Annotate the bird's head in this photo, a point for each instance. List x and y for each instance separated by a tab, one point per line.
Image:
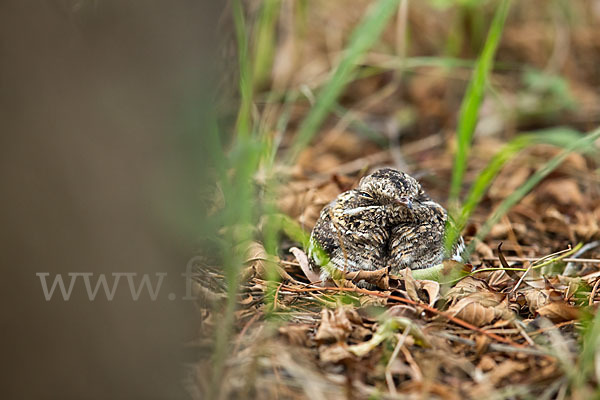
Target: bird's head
390	188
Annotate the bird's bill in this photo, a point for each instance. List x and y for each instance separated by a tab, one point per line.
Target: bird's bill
405	201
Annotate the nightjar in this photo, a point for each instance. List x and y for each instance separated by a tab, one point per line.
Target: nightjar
388	220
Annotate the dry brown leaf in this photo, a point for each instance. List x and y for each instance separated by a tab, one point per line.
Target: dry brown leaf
561	191
410	284
480	309
302	259
432	288
334	353
466	287
559	311
535	298
334	327
296	334
505	369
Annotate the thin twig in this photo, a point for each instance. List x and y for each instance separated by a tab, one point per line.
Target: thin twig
493	346
446	315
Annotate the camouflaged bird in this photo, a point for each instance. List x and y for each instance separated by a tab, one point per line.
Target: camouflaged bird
388	220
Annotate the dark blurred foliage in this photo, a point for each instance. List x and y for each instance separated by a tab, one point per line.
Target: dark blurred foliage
103	108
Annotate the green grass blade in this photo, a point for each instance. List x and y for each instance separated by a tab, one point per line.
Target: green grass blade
469	109
362	38
580	145
560	137
264	43
245	79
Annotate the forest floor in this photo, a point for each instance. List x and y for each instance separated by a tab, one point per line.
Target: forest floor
496	333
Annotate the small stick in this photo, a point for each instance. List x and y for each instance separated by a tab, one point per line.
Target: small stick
593	294
446	315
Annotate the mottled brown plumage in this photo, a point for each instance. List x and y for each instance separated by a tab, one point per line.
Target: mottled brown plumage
388	220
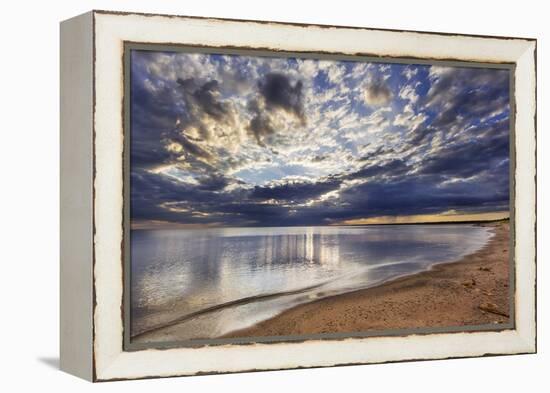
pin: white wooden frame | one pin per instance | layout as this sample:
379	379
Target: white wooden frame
92	194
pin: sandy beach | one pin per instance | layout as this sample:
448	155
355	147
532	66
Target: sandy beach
472	291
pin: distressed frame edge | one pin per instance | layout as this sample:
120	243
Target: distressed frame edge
128	47
76	207
526	341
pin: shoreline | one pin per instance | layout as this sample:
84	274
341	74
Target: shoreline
471	291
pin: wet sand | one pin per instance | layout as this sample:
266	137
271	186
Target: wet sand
472	291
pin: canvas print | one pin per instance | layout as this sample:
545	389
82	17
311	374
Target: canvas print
280	197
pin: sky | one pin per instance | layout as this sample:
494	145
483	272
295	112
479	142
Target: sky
228	140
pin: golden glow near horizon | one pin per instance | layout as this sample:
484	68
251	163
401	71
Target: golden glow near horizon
450	216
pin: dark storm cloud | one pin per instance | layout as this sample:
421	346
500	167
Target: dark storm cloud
205	97
261	124
279	92
456	159
463	94
377	92
295	191
276	91
479	154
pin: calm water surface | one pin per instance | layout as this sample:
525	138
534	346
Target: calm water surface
224	279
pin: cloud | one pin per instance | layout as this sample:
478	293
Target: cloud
377	93
223	140
279	92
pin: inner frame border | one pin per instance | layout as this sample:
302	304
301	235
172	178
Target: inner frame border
128	46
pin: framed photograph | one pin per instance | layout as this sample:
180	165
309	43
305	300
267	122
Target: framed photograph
246	195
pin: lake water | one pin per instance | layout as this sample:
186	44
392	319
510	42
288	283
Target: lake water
214	281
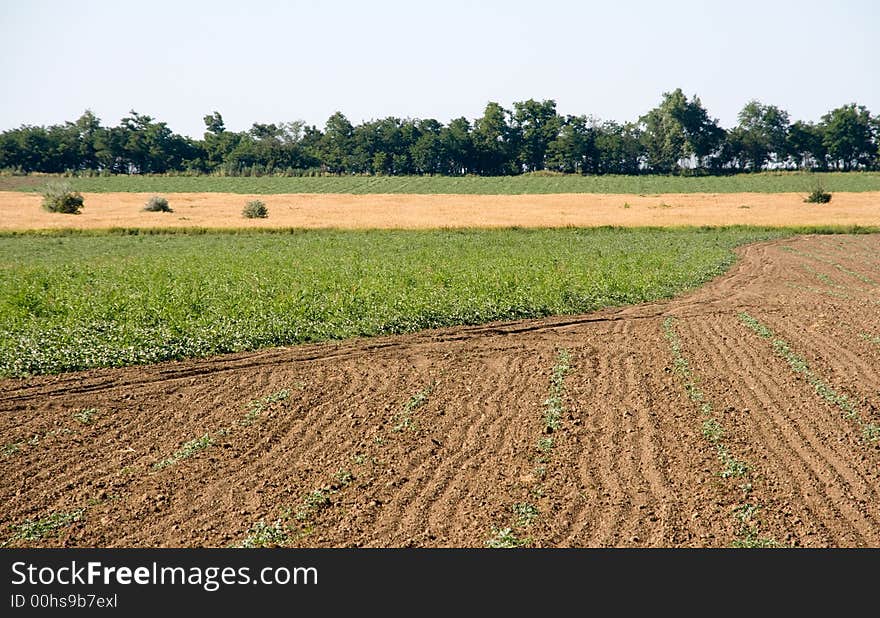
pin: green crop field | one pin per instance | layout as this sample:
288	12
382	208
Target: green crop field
79	300
766	182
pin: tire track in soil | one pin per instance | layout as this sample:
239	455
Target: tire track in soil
613	459
823	474
416	508
841	367
481	442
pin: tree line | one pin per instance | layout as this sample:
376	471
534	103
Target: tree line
677	136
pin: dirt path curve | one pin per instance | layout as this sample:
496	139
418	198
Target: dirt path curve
679	425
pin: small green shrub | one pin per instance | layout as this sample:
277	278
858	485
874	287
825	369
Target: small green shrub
60	197
818	196
157	203
255	210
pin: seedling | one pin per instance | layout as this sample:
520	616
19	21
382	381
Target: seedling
86	416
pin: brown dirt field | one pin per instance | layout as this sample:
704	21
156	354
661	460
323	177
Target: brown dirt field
629	465
22	211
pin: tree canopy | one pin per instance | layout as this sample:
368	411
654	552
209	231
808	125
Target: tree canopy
677	136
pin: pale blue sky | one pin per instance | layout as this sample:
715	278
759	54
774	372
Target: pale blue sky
271	61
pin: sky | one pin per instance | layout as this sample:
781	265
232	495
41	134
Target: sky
273	61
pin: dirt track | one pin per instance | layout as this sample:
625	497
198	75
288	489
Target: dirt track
630	465
22	211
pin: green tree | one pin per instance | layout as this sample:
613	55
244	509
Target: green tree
535	126
806	145
677	130
492	142
850	135
336	143
760	136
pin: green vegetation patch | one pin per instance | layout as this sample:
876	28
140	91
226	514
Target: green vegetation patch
36	529
798	364
766	182
82	300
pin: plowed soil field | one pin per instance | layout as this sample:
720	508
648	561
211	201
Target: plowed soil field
22	211
741	413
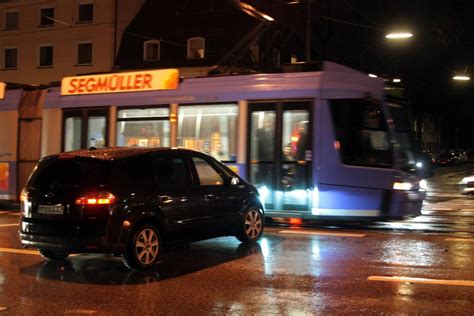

◇ ◇ ◇ ◇

=== WHAT YOU ARE ASKED TO DO ===
Rewrite all the records above with "Annotate" changed to "Mark" and everything else left as it is. Omit the pictures from your answer.

=== EXERCISE RESPONSE ===
Mark the bird's head in this photo, a point for each instance. List x and y for each instance separated by a tab, one point per line.
Image:
Target: bird's head
390	188
Mark the bird's bill in this photo, a point for each instance. List x and y for each instance separated by a tab, one point per line.
Target: bird's bill
405	201
Mark the nightjar in this photo, a point for each instance. List x and y for each instance separated by a tab, one point per line.
Target: nightjar
388	220
Mark the dry brown leaf in this photo, a point for each instance. List x and y for each instance separated by a tab, one point per line.
Target: dry brown leaf
561	191
410	284
480	309
302	259
432	288
334	353
466	287
559	311
535	298
334	327
296	334
505	369
Mark the thin twig in this photo, a point for each instance. List x and y for each instance separated by a tab, one point per line.
Target: thin twig
493	346
446	315
Mark the camouflaged bird in this photo, a point for each instance. List x and y for each instance separated by a tab, one point per line.
Target: camouflaged bird
388	220
Mark the dark blurred foliage in this photo, a point for each instance. List x and y for each instance separated by a tab, one point per line.
Target: dark blurred foliage
103	108
Mark the green grass blade in this photo, a point for each instance. List x and y for each instance separated by a tab, one point per line.
Target: green grass blade
469	109
362	38
580	145
560	137
264	43
245	79
Mark the forest floor in this photo, a point for each instance. List x and y for each instance separated by a tab, one point per line.
Target: forest floor
496	333
Mark the small stick in this photo, a point for each instance. List x and y for each instance separated by a tab, one point per line.
Target: small stick
593	294
446	315
Mark the mottled brown plumage in this photo, a point for each instance. List x and y for each instance separated by a tab, one point per line.
Target: mottled brown plumage
388	220
pin: white wooden frame | one pin per instance | layout as this sample:
379	379
Target: white wooden frame
92	194
pin: sandy beach | one pin per instance | layout as this sample:
448	155
355	147
532	66
Target: sandy beach
472	291
pin: distressed frame edge | one pin per instance | layout as this sample:
120	243
Target: distressed frame edge
128	47
76	207
526	341
pin: shoreline | one pin per instance | layout as this sample:
84	274
341	74
Target: shoreline
471	291
pin: wet sand | one pin per instance | layout as this sample:
266	137
271	186
Target: wet sand
472	291
pin: canvas print | one pin per instance | layout as this sample:
545	389
82	17
311	374
Target: canvas print
280	197
pin: sky | one pin per instance | layout as this sample:
494	145
483	272
295	112
479	142
Target: sky
228	140
pin: golden glow near horizon | one pin per instance | layout as this sample:
484	68
251	163
401	71
Target: golden glow near horizon
450	216
pin: dark storm cloud | one pin per instance | layout as this sample:
421	346
500	167
Target: dark storm cloud
205	97
261	124
279	92
456	159
463	94
377	92
295	191
276	91
479	154
pin: calm water surface | one pin per instance | layout as this sample:
525	138
534	346
Target: calm water surface
224	279
pin: cloud | one pin per instance | layout as this sample:
478	293
Target: cloud
377	93
223	140
279	92
pin: inner frame border | one pin per instance | layout as this sample:
302	304
301	235
172	178
Target: inner frame border
128	46
pin: framed photograph | one pin per instance | layout as this sample:
180	165
309	43
305	300
267	122
Target: framed photograph
246	195
pin: lake water | one pin per instance | layout as this sample:
186	44
392	319
510	42
288	283
Target: lake water
214	281
pin: green crop field | one pin per instance | layout as this sample:
288	12
382	208
Target: green crop field
79	300
766	182
pin: tire track in soil | one pin per instance | layout as this sample:
239	455
Target: tire track in soil
613	459
823	474
416	508
841	367
481	442
pin: tree line | one pin per instance | layout as this sample:
376	471
534	103
Target: tree line
677	136
pin: dirt path curve | one pin per instance | layout as this sample:
496	139
418	198
Target: dirt path curve
679	425
pin: small green shrub | one pin per instance | layout as this sample:
277	278
858	485
874	287
825	369
Target: small green shrub
60	197
818	196
157	203
255	210
pin: seedling | one pin per instance | layout as this sample:
520	616
19	21
382	381
Target: seedling
86	416
pin: brown dirt field | one pin per instance | layout as this sample:
704	21
156	354
661	460
323	177
Target: brown dirt field
629	465
22	211
pin: tree canopy | one pin per instance | layout as this sample:
368	411
654	552
209	231
808	125
Target: tree canopy
677	136
pin: pale blue sky | one pin per instance | layout as this sample:
715	278
759	54
774	372
Target: pale blue sky
271	61
pin: sky | one pin per instance | layout as this sample:
781	265
232	495
41	134
Target: sky
273	61
pin: dirt track | one pin per instance | layout as this sample:
625	497
198	75
288	489
Target: dirt track
630	465
22	211
pin: green tree | one pin per instance | layout as this sample:
613	55
244	509
Target: green tree
535	126
806	145
677	130
492	142
850	135
336	143
760	136
pin: green vegetation patch | one pin per instance | layout as this sample:
876	28
140	91
226	514
Target: green vegetation patch
36	529
798	364
766	182
82	300
pin: plowed soil field | one pin per instance | layout as this sample:
720	508
648	561
211	201
Target: plowed soil field
22	211
741	413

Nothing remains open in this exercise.